What is expected
How many lines of the records below contain the string "iron"? Reply with the number alone.

Exercise inputs
========

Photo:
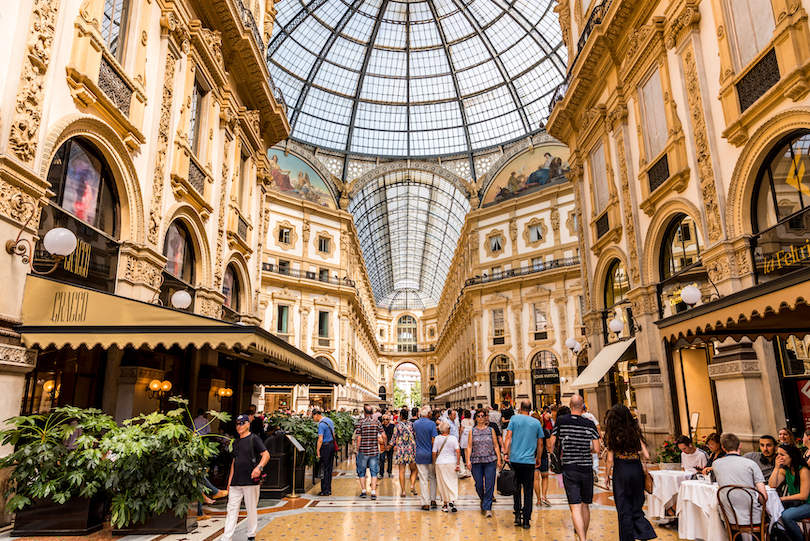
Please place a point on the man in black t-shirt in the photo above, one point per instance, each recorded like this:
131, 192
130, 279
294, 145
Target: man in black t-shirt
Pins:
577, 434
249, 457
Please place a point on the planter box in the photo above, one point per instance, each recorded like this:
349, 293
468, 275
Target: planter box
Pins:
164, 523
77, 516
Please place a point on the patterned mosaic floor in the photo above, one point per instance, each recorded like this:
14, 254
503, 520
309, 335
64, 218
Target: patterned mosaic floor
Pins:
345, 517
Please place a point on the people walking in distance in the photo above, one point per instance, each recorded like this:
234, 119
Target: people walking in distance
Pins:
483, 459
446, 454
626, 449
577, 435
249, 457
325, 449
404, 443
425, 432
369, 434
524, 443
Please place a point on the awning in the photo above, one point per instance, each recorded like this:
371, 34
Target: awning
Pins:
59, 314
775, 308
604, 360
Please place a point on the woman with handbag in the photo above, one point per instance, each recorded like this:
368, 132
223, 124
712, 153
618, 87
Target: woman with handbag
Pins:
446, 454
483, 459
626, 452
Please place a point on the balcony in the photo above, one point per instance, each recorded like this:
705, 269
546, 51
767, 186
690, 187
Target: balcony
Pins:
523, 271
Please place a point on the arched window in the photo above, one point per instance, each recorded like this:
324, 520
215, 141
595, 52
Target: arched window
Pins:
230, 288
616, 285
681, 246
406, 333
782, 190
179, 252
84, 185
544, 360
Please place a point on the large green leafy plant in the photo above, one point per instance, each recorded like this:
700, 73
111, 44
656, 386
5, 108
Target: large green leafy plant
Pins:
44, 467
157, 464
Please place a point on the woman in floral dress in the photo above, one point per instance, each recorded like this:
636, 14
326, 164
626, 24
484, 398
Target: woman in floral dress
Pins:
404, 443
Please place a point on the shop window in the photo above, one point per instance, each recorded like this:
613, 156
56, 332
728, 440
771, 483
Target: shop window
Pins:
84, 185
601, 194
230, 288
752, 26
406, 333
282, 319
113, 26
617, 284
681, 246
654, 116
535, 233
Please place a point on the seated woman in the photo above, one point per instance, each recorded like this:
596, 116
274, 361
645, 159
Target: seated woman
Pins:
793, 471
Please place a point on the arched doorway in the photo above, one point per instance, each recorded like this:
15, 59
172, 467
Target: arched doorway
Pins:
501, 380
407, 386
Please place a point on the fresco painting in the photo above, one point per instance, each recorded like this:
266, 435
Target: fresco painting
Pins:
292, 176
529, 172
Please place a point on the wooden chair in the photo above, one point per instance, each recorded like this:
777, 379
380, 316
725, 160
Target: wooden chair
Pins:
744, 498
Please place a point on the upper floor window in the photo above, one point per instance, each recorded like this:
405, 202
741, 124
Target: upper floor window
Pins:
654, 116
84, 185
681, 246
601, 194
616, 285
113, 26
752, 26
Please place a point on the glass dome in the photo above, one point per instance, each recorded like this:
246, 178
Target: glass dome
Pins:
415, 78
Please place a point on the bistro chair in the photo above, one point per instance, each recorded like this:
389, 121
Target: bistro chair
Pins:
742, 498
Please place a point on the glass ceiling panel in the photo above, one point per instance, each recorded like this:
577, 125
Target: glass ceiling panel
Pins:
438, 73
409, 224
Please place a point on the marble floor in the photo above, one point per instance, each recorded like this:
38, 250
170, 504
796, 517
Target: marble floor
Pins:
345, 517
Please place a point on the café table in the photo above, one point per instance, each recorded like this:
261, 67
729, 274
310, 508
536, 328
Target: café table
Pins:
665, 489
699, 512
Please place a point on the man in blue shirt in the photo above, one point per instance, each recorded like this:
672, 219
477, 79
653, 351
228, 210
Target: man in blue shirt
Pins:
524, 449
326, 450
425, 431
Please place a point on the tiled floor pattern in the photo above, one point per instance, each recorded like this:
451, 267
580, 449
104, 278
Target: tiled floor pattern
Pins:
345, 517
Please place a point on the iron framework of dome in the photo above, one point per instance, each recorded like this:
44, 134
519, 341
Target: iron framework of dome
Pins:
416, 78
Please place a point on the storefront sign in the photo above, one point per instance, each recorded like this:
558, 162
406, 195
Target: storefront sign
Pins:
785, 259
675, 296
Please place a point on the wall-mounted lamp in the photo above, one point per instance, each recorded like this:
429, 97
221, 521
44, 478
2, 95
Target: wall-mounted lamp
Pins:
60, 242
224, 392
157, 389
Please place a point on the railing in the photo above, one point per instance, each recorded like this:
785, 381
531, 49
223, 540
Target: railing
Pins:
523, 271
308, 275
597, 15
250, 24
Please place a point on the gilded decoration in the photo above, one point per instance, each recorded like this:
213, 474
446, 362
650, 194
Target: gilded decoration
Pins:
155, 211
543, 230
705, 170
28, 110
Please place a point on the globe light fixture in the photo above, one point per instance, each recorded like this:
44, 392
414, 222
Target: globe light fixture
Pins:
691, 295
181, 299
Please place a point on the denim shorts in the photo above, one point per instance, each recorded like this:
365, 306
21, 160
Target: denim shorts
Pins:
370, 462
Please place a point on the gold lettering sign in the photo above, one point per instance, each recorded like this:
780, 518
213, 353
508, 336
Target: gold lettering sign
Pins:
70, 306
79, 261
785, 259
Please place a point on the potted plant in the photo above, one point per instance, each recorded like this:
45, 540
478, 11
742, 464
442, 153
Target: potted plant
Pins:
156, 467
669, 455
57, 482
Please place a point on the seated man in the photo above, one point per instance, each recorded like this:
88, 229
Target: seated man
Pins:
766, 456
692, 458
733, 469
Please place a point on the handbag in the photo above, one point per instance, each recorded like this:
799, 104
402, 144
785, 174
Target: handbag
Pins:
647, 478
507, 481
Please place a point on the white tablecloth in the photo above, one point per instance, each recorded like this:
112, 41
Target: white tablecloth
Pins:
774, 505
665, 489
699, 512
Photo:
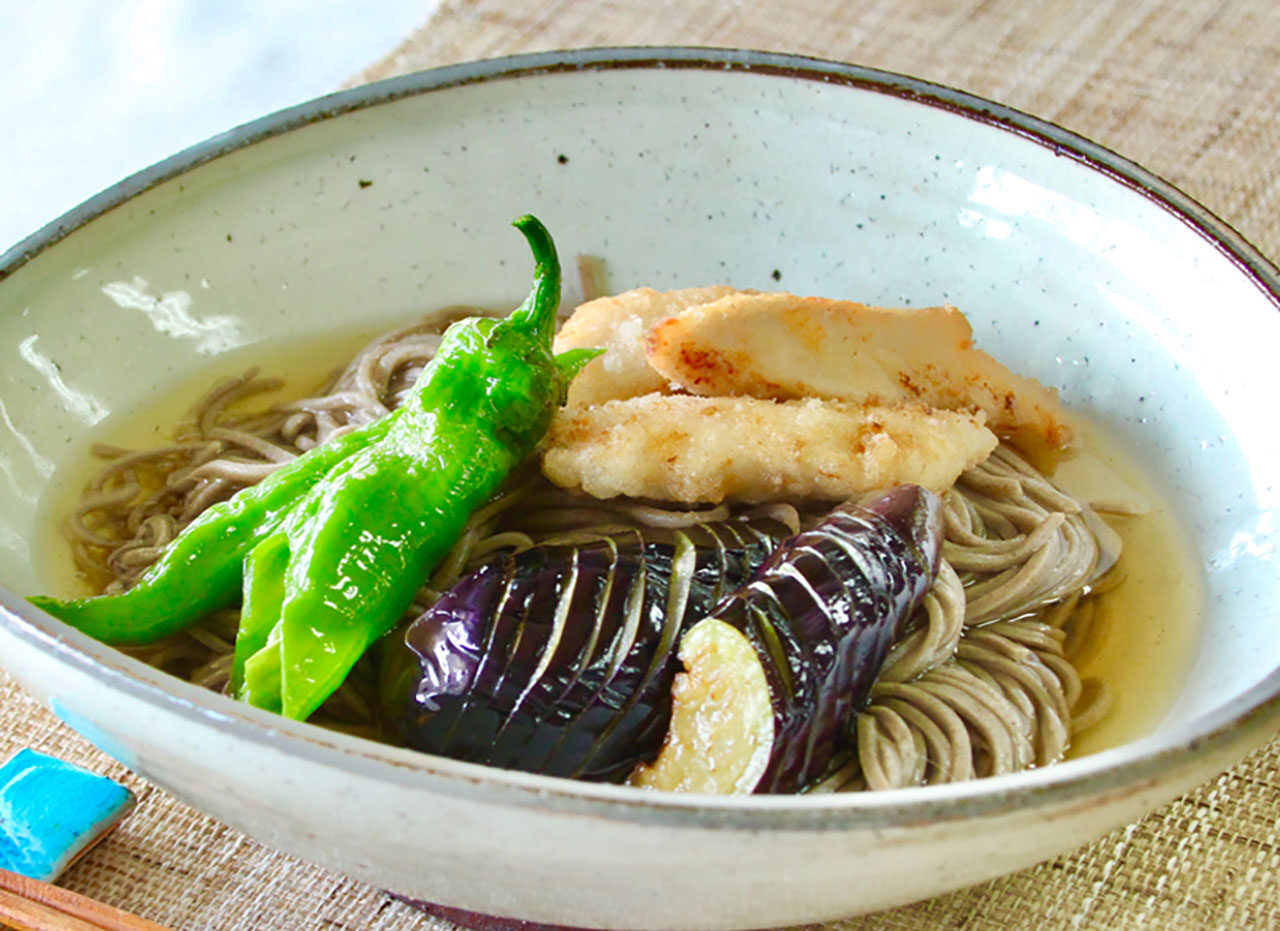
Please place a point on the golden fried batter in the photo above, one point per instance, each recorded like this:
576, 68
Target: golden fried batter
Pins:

========

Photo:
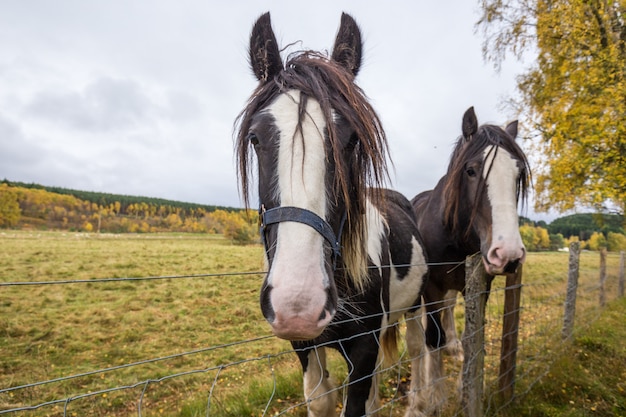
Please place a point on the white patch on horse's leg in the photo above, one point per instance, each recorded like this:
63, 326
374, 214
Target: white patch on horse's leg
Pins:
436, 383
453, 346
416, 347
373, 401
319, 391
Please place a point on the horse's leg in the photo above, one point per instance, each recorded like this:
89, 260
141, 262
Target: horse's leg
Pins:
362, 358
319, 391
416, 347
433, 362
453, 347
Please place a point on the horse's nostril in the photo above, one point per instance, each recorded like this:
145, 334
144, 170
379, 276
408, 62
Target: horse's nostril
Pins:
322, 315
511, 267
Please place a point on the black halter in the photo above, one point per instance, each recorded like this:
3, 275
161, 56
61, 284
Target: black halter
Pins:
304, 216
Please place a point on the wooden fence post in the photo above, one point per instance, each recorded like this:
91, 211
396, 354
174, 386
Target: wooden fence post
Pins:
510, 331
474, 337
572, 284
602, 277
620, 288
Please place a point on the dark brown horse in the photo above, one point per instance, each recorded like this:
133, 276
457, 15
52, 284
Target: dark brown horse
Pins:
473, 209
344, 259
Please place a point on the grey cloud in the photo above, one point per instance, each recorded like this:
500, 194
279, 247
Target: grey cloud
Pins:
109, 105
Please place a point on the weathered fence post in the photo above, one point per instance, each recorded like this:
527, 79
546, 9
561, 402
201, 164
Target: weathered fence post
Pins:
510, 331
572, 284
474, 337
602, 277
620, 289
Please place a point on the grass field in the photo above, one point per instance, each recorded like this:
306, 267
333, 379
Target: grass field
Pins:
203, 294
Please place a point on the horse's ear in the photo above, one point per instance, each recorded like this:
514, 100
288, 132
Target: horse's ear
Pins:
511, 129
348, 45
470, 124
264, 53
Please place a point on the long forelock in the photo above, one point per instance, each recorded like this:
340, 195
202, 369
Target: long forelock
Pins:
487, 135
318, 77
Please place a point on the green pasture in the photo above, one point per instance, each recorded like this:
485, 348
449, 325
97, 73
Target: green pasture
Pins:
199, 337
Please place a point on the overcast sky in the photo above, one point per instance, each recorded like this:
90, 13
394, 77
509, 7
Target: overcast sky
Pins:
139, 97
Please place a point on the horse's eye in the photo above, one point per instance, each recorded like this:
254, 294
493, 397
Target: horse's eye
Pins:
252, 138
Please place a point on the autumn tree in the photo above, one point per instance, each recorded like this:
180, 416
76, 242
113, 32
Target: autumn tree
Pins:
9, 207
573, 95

========

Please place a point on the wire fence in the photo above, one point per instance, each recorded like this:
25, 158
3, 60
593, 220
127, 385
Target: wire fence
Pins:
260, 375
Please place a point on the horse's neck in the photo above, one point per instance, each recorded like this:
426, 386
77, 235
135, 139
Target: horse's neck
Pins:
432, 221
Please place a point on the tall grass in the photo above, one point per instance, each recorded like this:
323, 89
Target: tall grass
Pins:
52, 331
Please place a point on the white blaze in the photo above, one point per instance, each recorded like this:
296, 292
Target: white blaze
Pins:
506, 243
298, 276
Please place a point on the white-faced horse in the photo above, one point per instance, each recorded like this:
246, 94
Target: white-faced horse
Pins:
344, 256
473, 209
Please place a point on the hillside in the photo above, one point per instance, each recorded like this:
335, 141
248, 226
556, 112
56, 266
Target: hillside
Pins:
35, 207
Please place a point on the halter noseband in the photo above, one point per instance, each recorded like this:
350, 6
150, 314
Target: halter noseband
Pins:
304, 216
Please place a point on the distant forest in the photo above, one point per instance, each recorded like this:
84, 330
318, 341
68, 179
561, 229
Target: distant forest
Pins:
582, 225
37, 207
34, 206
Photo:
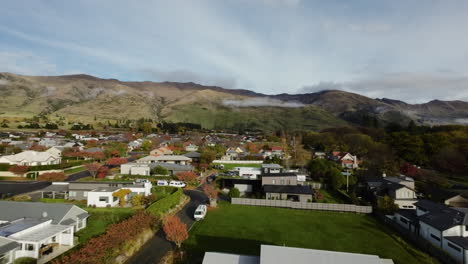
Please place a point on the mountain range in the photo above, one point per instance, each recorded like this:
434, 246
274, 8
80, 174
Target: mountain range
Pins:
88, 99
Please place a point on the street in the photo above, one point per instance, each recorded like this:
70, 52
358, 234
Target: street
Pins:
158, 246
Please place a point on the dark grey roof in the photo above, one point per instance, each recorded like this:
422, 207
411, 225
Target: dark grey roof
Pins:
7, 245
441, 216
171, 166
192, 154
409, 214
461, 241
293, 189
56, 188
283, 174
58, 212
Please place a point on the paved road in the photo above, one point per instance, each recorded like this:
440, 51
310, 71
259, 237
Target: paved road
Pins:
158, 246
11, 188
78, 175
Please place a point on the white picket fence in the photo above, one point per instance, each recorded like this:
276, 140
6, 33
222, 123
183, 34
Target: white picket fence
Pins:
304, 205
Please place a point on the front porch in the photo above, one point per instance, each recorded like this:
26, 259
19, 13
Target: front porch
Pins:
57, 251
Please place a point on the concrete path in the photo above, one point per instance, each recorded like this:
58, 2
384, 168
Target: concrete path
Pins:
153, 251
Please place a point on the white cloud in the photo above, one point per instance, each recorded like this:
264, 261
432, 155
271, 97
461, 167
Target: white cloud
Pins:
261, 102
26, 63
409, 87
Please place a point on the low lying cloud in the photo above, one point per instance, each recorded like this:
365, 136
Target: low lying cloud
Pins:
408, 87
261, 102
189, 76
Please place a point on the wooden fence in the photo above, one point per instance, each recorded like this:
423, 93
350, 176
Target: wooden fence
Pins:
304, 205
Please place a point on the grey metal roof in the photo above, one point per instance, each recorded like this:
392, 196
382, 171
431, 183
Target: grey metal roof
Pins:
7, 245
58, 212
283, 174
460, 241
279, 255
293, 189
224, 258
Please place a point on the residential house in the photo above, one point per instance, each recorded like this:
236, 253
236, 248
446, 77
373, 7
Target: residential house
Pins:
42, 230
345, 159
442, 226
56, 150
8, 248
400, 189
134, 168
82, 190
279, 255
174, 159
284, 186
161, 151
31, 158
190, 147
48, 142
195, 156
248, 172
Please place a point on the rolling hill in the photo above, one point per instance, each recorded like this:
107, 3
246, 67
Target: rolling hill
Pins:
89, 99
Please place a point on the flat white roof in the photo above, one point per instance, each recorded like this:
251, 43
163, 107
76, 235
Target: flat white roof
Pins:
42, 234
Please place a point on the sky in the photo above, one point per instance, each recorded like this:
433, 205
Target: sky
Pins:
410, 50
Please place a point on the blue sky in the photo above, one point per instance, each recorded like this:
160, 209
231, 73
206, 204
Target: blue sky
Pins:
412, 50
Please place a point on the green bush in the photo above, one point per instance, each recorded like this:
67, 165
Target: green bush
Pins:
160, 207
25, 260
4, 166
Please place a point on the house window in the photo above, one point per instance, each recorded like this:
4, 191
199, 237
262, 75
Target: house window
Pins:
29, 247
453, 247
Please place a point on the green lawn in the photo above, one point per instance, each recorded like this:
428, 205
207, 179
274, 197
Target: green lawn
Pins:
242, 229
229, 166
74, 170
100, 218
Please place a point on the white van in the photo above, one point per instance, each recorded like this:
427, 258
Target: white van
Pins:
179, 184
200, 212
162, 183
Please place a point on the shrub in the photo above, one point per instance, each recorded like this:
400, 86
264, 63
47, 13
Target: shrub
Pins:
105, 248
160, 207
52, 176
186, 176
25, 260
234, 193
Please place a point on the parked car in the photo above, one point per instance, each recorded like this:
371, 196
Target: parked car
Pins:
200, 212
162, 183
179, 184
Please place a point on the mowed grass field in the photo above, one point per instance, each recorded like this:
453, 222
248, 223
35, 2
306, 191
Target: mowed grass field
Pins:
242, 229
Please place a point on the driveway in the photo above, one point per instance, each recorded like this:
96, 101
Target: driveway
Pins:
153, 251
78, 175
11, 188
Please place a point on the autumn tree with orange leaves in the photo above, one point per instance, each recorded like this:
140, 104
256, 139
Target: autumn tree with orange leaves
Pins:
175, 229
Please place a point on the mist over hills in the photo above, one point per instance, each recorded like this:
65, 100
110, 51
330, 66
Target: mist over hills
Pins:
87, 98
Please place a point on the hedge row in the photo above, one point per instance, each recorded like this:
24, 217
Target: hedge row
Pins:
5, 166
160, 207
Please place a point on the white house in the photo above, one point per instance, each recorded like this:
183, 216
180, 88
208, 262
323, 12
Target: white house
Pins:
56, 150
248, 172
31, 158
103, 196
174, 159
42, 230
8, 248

========

Completed exercise
2